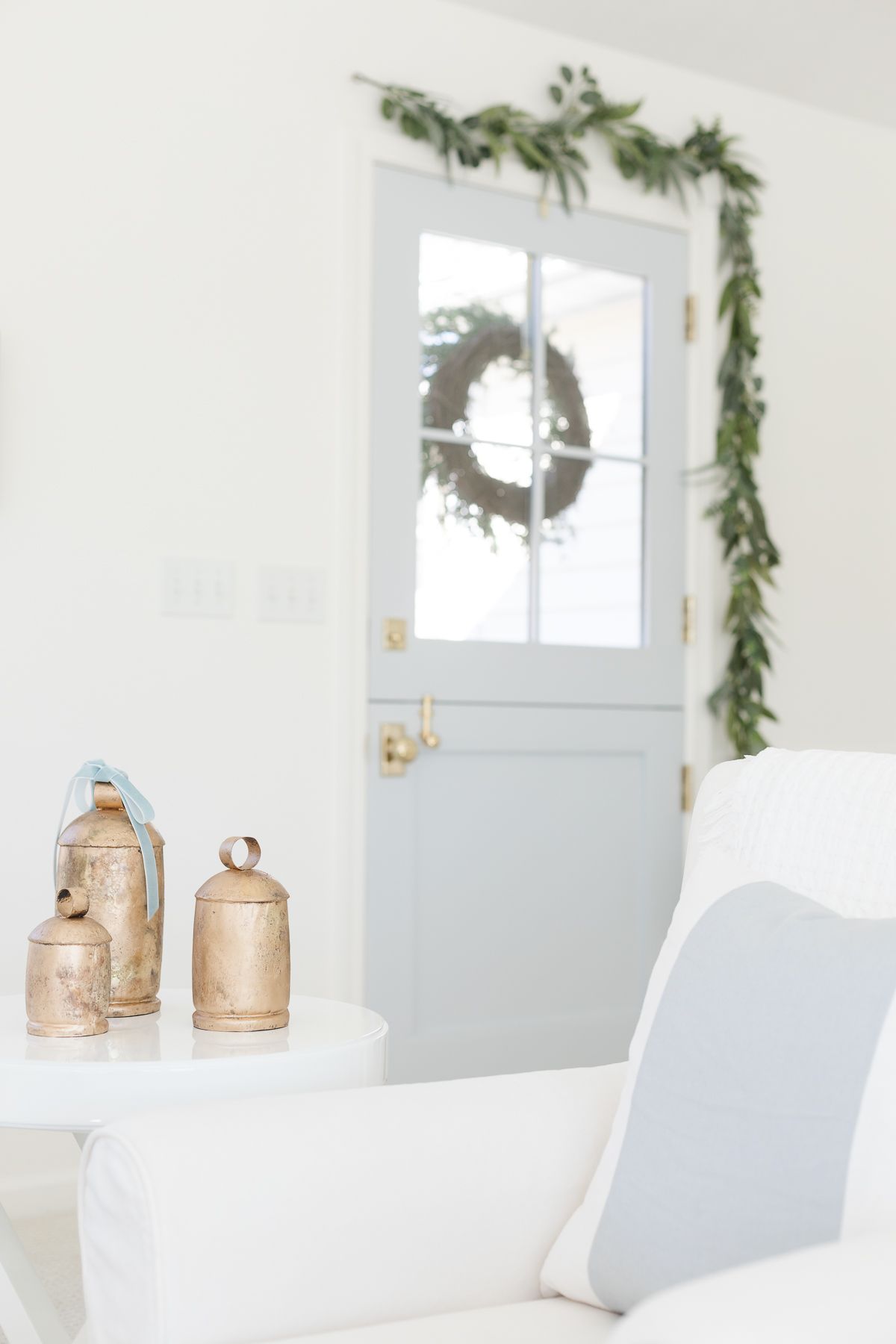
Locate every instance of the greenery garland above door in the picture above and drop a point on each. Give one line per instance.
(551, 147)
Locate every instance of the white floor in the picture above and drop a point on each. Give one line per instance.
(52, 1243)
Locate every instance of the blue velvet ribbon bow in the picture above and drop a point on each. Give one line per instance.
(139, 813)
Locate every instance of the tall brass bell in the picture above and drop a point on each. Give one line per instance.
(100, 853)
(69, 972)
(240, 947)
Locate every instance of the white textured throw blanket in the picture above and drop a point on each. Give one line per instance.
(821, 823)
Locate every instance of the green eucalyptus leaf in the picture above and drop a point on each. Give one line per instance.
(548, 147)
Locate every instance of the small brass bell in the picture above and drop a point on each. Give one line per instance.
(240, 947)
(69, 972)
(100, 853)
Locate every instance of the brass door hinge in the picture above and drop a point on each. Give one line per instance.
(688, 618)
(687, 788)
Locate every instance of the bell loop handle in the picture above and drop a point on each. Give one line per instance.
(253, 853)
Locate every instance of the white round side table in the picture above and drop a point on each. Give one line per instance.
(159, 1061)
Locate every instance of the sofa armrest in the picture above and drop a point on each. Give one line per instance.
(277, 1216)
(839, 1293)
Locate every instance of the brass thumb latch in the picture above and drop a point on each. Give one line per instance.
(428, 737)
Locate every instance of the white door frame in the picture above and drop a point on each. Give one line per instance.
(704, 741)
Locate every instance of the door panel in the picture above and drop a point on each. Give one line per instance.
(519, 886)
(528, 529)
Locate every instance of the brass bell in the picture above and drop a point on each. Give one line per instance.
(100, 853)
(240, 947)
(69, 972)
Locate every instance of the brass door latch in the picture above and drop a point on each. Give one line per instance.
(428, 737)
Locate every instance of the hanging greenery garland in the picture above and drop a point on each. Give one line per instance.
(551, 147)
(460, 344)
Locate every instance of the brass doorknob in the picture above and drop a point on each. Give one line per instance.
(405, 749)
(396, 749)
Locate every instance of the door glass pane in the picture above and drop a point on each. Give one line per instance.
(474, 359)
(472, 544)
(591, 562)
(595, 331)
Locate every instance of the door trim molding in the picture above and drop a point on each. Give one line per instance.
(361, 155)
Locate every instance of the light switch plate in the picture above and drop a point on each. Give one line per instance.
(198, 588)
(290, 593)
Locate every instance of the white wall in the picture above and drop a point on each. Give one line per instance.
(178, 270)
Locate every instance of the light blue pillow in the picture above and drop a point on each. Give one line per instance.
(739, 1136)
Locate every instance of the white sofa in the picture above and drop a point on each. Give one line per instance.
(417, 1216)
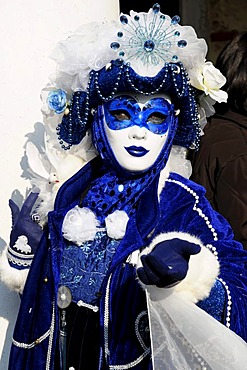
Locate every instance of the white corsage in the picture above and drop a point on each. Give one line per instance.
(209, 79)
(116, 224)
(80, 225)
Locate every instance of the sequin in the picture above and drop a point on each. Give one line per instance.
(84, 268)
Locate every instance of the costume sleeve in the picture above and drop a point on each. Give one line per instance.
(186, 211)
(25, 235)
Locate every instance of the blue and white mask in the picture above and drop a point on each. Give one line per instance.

> _Work order_: Down to the last line, print the material exactly, but not its pictures.

> _Exercise result_:
Locate every instance of the greenery garland above door in the picture above and drop a point on each. Give one line per instance.
(551, 147)
Locate every instance of the white floor in the picture above and drop a point on each. Give one line per instance.
(52, 1243)
Locate every instance of the blue velvet ribbon bow in the picture above and drop a point on each. Give one line per instance.
(139, 813)
Locate every instance of the tall brass bell in the picture above and drop a point on each. Give one line per instance.
(100, 853)
(69, 972)
(240, 947)
Locate every instance of the white textured throw blanket in the picture above and drop a point on each. Give one line per instance.
(821, 823)
Locate every instance of the green eucalyptus leaf in the picture above and drop a point on each. Give one line per instance.
(548, 147)
Locate every instance of the small brass bell in the picture above and drop a point on each. Give one line per instance.
(240, 947)
(69, 972)
(100, 853)
Locate every instance of the brass door hinge in the picture above and drop a point on each. Give one line per instance.
(688, 618)
(687, 788)
Locate every instance of the bell loop handle in the picture above and drop a point on each. Give one line per instance.
(253, 853)
Locate every instance of the white round side table in the picture above and drop a point on each. Give one line per instance.
(159, 1061)
Locate every instance of the sofa armrest in the picture above and drop a point on each. Give one line per instance.
(277, 1216)
(839, 1293)
Locate every instance of the brass thumb latch in the picture above and drop a point on each. Give one line per instance.
(428, 737)
Locate every instance of the white door frame in the picture above and drop a point on each. Give one line per instance.
(704, 741)
Locate every instance of the door panel in the picture above and drop a point on each. Give one line per instance.
(519, 886)
(528, 529)
Locate every instance of the brass bell in the picture above and drop a point on each. Give one line per instance.
(100, 853)
(240, 947)
(69, 972)
Locate every instance of the brass door latch in the picture above and drop a point on each. Give one line per instance.
(428, 737)
Locate every instance of the hanging greenery garland in the picture above and drop a point on each. Give one line per instance.
(551, 147)
(460, 344)
Locate every instance of the brass doorknob in the picture above and drop a point on each. Give one line per instance.
(405, 749)
(396, 749)
Locate every instance of the door glass pane in the picture above and drop a point on each. Give one line per instance.
(474, 359)
(472, 544)
(591, 562)
(595, 331)
Locate every instance of the door trim molding in the picture above and drop a point on each. Give one line per instance.
(361, 155)
Locate every instance of the light switch plate in the picture above and drop a point on each. Give one line per instance.
(198, 588)
(290, 593)
Locate every instance of the white wall in the picture above and drop a point on each. Give one line per instance.
(178, 270)
Locate every instance of the light blue pillow in the picture above and drop a point on each. Give one line per instance.
(739, 1136)
Locate every instance of the white sofa in the picture above and drop a point on each. Give one line per instance.
(417, 1216)
Locate every instance of the white corsage in the picture above and drop a point on each. Give one line per instance.
(209, 79)
(116, 224)
(80, 225)
Locate every instance of the sequin in the picture above and drop a point on each. Give one line per instance.
(84, 268)
Locate every instance of the costume sleeve in the picture above and drop a point on each. Give one line per instance.
(186, 211)
(25, 235)
Locate every instance of the blue and white mask in the picture above and drop a point on each. Give one line per instance.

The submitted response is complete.